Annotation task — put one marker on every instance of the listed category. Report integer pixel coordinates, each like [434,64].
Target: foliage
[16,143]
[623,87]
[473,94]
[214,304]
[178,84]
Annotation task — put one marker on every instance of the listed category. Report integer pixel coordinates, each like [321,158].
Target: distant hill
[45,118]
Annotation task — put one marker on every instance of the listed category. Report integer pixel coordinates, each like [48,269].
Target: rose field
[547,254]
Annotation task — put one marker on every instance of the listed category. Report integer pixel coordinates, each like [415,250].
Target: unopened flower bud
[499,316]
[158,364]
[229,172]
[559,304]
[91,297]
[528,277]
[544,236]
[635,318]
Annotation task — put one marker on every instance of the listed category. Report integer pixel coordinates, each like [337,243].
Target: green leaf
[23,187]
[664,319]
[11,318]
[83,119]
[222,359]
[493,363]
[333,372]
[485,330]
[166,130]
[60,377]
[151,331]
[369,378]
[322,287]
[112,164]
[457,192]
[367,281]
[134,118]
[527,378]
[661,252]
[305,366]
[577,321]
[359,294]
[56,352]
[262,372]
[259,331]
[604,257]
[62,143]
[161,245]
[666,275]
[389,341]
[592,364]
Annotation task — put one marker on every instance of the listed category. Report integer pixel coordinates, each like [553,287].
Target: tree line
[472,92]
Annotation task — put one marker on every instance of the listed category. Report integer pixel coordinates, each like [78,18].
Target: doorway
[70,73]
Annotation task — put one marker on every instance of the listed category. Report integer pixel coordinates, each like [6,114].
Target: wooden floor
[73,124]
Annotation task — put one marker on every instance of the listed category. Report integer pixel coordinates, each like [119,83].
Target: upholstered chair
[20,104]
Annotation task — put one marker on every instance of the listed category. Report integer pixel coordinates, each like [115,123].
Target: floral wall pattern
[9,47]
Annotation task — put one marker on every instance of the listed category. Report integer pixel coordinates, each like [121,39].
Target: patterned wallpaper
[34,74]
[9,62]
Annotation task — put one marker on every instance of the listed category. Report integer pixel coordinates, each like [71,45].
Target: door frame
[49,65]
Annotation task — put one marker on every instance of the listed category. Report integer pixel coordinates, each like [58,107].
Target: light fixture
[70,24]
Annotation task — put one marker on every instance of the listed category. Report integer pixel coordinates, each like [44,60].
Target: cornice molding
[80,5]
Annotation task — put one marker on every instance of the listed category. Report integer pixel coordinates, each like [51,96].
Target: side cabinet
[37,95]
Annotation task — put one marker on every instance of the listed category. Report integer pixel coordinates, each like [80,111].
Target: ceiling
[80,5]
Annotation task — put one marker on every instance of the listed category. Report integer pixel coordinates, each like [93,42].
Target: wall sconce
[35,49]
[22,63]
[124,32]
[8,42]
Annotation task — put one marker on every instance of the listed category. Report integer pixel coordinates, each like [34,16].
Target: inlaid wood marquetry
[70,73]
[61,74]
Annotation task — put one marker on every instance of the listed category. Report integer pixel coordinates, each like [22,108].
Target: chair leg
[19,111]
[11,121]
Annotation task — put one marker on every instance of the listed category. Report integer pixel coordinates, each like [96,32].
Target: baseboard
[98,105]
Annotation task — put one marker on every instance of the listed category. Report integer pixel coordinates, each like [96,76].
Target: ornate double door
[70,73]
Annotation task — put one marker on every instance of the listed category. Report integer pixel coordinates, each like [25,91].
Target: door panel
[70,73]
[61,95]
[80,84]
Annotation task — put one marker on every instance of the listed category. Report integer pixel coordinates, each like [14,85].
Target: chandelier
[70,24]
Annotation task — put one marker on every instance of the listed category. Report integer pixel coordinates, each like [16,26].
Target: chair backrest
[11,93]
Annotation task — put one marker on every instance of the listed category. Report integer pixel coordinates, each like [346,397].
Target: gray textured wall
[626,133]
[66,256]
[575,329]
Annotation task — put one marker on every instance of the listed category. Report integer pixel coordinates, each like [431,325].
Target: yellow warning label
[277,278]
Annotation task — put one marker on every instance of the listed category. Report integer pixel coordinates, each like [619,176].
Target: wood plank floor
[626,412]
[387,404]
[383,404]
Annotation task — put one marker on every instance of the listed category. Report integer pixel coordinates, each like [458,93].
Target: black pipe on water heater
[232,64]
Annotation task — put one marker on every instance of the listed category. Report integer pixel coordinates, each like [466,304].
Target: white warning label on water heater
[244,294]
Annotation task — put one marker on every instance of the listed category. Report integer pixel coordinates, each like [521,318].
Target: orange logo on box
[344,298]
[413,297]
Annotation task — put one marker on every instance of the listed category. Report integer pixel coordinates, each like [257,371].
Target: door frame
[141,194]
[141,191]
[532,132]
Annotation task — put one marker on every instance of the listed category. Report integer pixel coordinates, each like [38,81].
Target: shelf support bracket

Exercise goal> Return what is listed above, exactly and completely.

Response to the task>
Annotation task — put one marker on every instance of the listed category. Report integer pixel coordinates, each like [434,64].
Target: foliage
[16,143]
[623,87]
[473,94]
[214,304]
[178,84]
Annotation task — put one marker on every instance of the listed category. Report integer pixel coordinates, each like [321,158].
Target: distant hill
[45,118]
Annotation task — put one marker on every instance of the listed category. Report integer pixel coordinates, each like [48,269].
Target: rose field
[547,254]
Annotation task — put one marker on every instance of the listed category. Report integer pixel coordinates, each like [415,250].
Target: unopened flower bud
[499,316]
[158,364]
[229,172]
[559,304]
[91,297]
[528,277]
[544,236]
[635,318]
Annotation task — put one marker on every instance of the listed category. Report integer pixel coordinates, each like [337,243].
Target: green leaf
[23,187]
[664,319]
[11,318]
[83,119]
[222,359]
[493,363]
[333,372]
[485,330]
[166,130]
[60,377]
[151,331]
[369,378]
[322,287]
[112,164]
[457,192]
[367,281]
[134,118]
[527,378]
[661,252]
[305,366]
[577,321]
[359,294]
[56,352]
[262,372]
[259,331]
[604,257]
[62,143]
[161,245]
[666,275]
[389,341]
[592,364]
Annotation task — put one marker on every instance of the listed category. Report integer pixel coordinates, each like [553,287].
Target: tree line
[472,92]
Annotation task — put one marker on every instance of the listed category. Report integer pixel coordinates, each like [78,18].
Target: doorway
[70,73]
Annotation task — put one marker on every instance of the listed category. Report integer pixel coordinates, each like [6,114].
Target: wooden floor
[73,124]
Annotation task — put one marker on every instance of the listed category. Report integer pixel coordinates, each like [119,83].
Target: upholstered chair
[20,104]
Annotation task — put one marker on every instance of the listed category. Report integer pixel coordinates, each like [115,123].
Target: floral wall pattern
[9,47]
Annotation task — put one marker on every instance of the listed category. Report integer pixel coordinates, each like [121,39].
Target: patterned wallpaper
[34,74]
[9,62]
Annotation task — put one marker on every instance of the listed category. Report integer pixel coordinates, each like [71,45].
Target: door frame
[49,65]
Annotation task — put one marker on every instance of the listed category. Report integer pixel coordinates, each like [58,107].
Target: light fixture
[70,24]
Annotation task — put one marker on every instance of the listed category. Report integer pixel coordinates, each like [44,60].
Target: cornice molding
[80,5]
Annotation task — put one marker on every instance of the listed category. Report integer pixel coordinates, each like [51,96].
Target: side cabinet
[37,95]
Annotation task — put one marker on every instance of the listed category. Report integer pixel coordinates, each like [80,111].
Target: ceiling
[80,5]
Annotation task — put one marker on every instance of the listed category. Report integer pixel coordinates, each like [93,42].
Target: wall sconce
[35,49]
[22,63]
[124,32]
[8,42]
Annotation task — put one marker on every instance of the listed category. Report integer pixel coordinates, each like [34,16].
Target: inlaid wood marquetry
[70,73]
[61,74]
Annotation task — put one marker on every instance of the listed category. Report integer pixel coordinates, each like [22,108].
Target: chair leg
[19,111]
[11,121]
Annotation task — put one marker on every instance of the listed category. Report integer pixel coordinates, each like [96,32].
Target: baseboard
[98,105]
Annotation task — put one marker on every instance of the listed category. Report integer pixel coordinates, each like [96,76].
Target: ornate double door
[70,73]
Annotation task — put one marker on every instance of the listed category. Report integer pixel coordinates, each like [25,91].
Target: door panel
[70,73]
[61,95]
[80,84]
Annotation task — put one marker on every instance of the listed category. Report integer pixel coordinates, each like [14,85].
Target: chandelier
[70,24]
Annotation task — put one marker on every instance of the listed category. Report integer pixel coordinates, each like [16,26].
Target: chair backrest
[11,93]
Annotation task — put one marker on every instance of the listed category. Report integer pixel coordinates, each like [346,397].
Target: gray textured wall
[626,133]
[66,256]
[575,329]
Annotation task — put one marker on every instance of the listed category. Report integer pixel coordinates, each like [431,325].
Target: yellow warning label
[277,278]
Annotation task — put one marker on every instance of the listed category. Report integer pixel coordinates, each like [619,176].
Target: wood plank floor
[626,412]
[387,404]
[383,404]
Annotation task — put one marker on every instance of the listed category. Report integer pixel coordinates, each like [458,93].
Target: black pipe on water heater
[232,64]
Annotation task — put one marker on every instance of the listed category. Report integer pixel coordinates, each like [466,304].
Target: white warning label on water heater
[244,294]
Annotation task — put one marker on every instance of the listed category. Report integer pixel coordinates, each like [521,318].
Target: orange logo on box
[344,298]
[413,297]
Annotation task — put one marker on every instance of the listed category. Report integer pixel coordinates, each like [257,371].
Target: door frame
[141,194]
[141,191]
[532,132]
Annotation task — put one marker on every instance of the listed category. Report integer pixel coordinates, each like [38,81].
Target: shelf support bracket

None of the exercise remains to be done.